茨城県つくば市と東京・秋葉原を結ぶ「つくばエクスプレス」(TX)は、2005年8月24日の開業から、丸20年という大きな節目を迎えました。この20年間で、TXは茨城県、特に沿線地域に計り知れない変化と発展をもたらし、その勢いは今後も加速していくと期待されています。

この20年間でTXが茨城県にもたらした変化
この20年を振り返ると、TXは茨城県に大きな人口流入と地域経済の活性化をもたらしました。開業前と比較して、TXの茨城県内沿線3自治体(守谷市、つくば市、つくばみらい市)の人口は約1.3倍に増加し、この増加傾向は今後も続くと予測されています。
これは、都心へのアクセス時間が大幅に短縮されたことに加え、沿線での計画的な開発により、質の高い住宅や宅地が供給されてきた結果と言えるでしょう。実際に、2024年7月時点の茨城県内平均地価トップ3には、守谷市、つくば市、つくばみらい市といったTX沿線自治体が名を連ねており、TXがもたらした不動産価値の向上は明らかです。

TXは、東京・秋葉原のIT拠点とつくばの研究開発拠点を直結することで、筑波研究学園都市のさらなる発展を強力に後押ししました。
さらに、沿線の八潮市、三郷市、流山市、柏市などでも生活利便性が向上し、人・物・情報の流れが活発化することで、業務機能や研究開発機能の移転・整備が進みました。

### [資料を読み解く]
1. つくばエクスプレスに関する文章では、TXの茨城県内沿線3自治体で人口が増えた理由が何だとされているか、1～3文で説明してください。
2. つくばエクスプレスに関する文章によると、開業前と比べて、TXの茨城県内沿線3自治体の人口はおよそ何倍になりましたか。
3. つくばエクスプレスに関する文章を、最後の文の後から書き継いでください。
次の行は、課題を解くのに必要ありません。

### [インスタンスごとの点による位置特定データ]
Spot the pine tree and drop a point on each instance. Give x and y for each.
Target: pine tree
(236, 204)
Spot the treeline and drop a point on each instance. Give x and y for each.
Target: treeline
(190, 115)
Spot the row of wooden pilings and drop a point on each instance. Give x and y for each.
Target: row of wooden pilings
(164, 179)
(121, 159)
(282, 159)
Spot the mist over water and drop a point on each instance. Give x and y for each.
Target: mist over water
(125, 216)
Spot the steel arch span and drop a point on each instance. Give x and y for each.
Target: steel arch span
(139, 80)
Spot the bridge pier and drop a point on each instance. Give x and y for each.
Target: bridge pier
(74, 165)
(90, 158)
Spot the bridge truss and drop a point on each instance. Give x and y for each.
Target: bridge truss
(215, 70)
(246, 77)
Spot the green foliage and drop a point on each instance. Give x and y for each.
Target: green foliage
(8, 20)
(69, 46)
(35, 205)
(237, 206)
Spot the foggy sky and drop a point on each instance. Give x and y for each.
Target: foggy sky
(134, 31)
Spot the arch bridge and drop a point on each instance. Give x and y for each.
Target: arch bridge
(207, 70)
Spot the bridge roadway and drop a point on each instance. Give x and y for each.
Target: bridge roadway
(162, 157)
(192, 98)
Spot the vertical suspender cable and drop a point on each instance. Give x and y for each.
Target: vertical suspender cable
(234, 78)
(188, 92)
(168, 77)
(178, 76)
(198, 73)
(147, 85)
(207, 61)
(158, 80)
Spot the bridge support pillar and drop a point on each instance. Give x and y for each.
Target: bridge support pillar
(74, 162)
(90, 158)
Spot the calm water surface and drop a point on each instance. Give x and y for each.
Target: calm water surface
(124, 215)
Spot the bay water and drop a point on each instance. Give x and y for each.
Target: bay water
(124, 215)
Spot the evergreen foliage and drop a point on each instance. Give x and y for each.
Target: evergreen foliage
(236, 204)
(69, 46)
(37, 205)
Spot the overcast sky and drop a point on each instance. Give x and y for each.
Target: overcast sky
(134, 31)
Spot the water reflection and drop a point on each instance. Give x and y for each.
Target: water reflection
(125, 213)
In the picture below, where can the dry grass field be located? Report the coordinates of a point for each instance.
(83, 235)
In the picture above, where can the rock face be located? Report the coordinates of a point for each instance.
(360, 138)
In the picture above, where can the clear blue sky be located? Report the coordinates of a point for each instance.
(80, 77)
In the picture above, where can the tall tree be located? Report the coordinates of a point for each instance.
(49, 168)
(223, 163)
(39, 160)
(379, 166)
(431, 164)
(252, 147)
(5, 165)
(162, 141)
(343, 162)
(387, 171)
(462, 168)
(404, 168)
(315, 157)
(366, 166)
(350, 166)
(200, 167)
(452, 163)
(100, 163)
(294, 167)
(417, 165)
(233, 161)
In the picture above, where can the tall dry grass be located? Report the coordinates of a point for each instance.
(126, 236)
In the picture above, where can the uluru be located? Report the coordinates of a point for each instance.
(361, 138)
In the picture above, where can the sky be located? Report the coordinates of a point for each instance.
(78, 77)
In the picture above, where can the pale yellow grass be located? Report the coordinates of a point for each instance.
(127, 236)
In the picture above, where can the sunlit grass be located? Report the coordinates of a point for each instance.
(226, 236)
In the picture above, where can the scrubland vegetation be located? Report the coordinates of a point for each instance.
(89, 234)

### [課題の解答]
1. 都心へのアクセス時間が大幅に短縮されたことが理由の一つとされています。さらに、沿線で計画的な開発が行われ、質の高い住宅や宅地が供給されてきたことも挙げられています。

2. 約1.3倍です。

3.
これは、首都圏一極集中の是正にも貢献しています。開業に伴い、沿線の計画開発地や既存市街地が活性化し、地域産業や商業が大きく発展し、県経済全体に広範な経済波及効果を生み出してきたのです。
交通面でも、東京圏北東地域の交通体系は格段に充実し、都心までの時間距離は大幅に短縮されました。TXの輸送実績は当初の予測を大きく上回り、2025年度の需要予測であった1日あたり31.5万人を、2013年度には前倒しで達成しています。2025年3月31日現在では、1日あたりの輸送人員が過去最高の約40.3万人に達し、コロナ禍以前の水準まで回復しました。
首都圏新都市鉄道株式会社の経営状況も好転しています。2009年度決算で初の経常黒字を達成して以来、2025年3月期には営業収益479億4196万円、経常利益71億9574万円、当期純利益59億9408万円を計上し、3期連続で最終利益を記録するなど、安定した経営基盤を築いています。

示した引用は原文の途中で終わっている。